__Provided text__:
* Begin *
Zoning changes next step for Kendall SEED School

kendall-news-featured
Zoning changes next step for Kendall SEED School
Architectural rendering depicts three-story SEED School designed for Kendall “Cottages” area on SW 84th Street

One of the last legal hurdles before locating a new SEED School in Kendall for Miami-Dade County youth is scheduled for county commission action after a 9:30 a.m. public hearing, June 18, at the Stephen P. Clark Center in downtown Miami.

Zoning approvals are expected to permit construction of a three-story residential school — with classroom building, gymnasium, dining facility and dormitories — at 11025 SW 84 St. The school is designed for urban students who would benefit from living in a more academically oriented environment.

Known as “The Cottages,” the area is used by Miami-Dade County government for numerous community services.
Several buildings will be demolished to make way for new school construction and its campus on an 8.94-acre site leased through Miami-Dade Public Schools for a charter school within the existing complex.

The new school is designed to accommodate up to 400 students in 29 classrooms and provide both dining and sleeping facilities, occupying a total 149,700 square feet of building space. An additional 87,280 square feet is reserved for an outdoor recreation and play area as well as 153 parking spaces.

In 2014, Fran Allegra began serving as president of the SEED School of Miami, and Kara Locke, a former principal of a Washington, DC, school, as head of the Miami-Dade school, modeled after Washington and Maryland schools.

“At SEED, a campus is not just a campus — it’s literally a home for our students and for many staff who live there from Sunday evening through Friday afternoon,” Allegra said. “It’s where our students prepare for their futures as college graduates. The Kendall Cottages site will be a vibrant campus inspired by collegiate settings and designed to facilitate residential learning and development while adding minimal traffic or interruption to the existing community.”

The innovative Kendall school is designed to provide education on a daily basis from grades six through 12, spanning ages 10-21, from opening through October 2021. (A similar lease was granted in 2014 to Miami Horizon Corp., a Florida nonprofit, to provide continuing day care for autistic spectrum clients in a reconditioned cottage.)

The SEED School of Miami opened August 2014 on the Florida Memorial University campus in Miami Gardens, serving 60 sixth graders from throughout South Florida in a safe and secure 24-hour environment.

A charter contract with the school district provides operation of a college preparatory, boarding, charter school in two permanent campuses, Florida Memorial University and the Jessie Trice Community Health Center at 4692 NW 183 St., as well as a temporary campus at Kendall Cottages. Currently operating at FMU, the school plans expansion to another temporary location at 183 Street Center for the 2015-16 school year.
* End *
__Dataset excerpt__:
* Begin *
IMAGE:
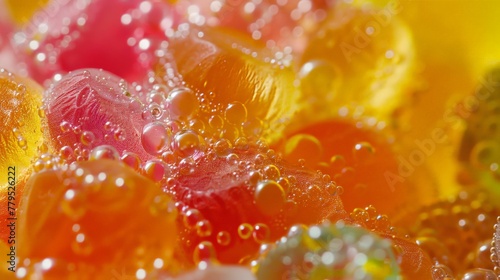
* End *
__Challenges__:
• a. Summarize the Kendall SEED School article in two sentences.
• b. Reproduce the Kendall SEED School article from "One of the last" to "the existing complex.", switching "three-story" to "four-story".

__Answers for the exercise__:
• a. After a June 18 public hearing, the county commission was scheduled to act on zoning approvals expected to permit construction of a three-story residential SEED School at 11025 SW 84 St., in the Kendall area known as "The Cottages." Designed for up to 400 students in 29 classrooms with dining and sleeping facilities, the school belongs to the SEED School of Miami, which opened in August 2014 on the Florida Memorial University campus serving 60 sixth graders.

• b.
One of the last legal hurdles before locating a new SEED School in Kendall for Miami-Dade County youth is scheduled for county commission action after a 9:30 a.m. public hearing, June 18, at the Stephen P. Clark Center in downtown Miami.

Zoning approvals are expected to permit construction of a four-story residential school — with classroom building, gymnasium, dining facility and dormitories — at 11025 SW 84 St. The school is designed for urban students who would benefit from living in a more academically oriented environment.

Known as “The Cottages,” the area is used by Miami-Dade County government for numerous community services.
Several buildings will be demolished to make way for new school construction and its campus on an 8.94-acre site leased through Miami-Dade Public Schools for a charter school within the existing complex.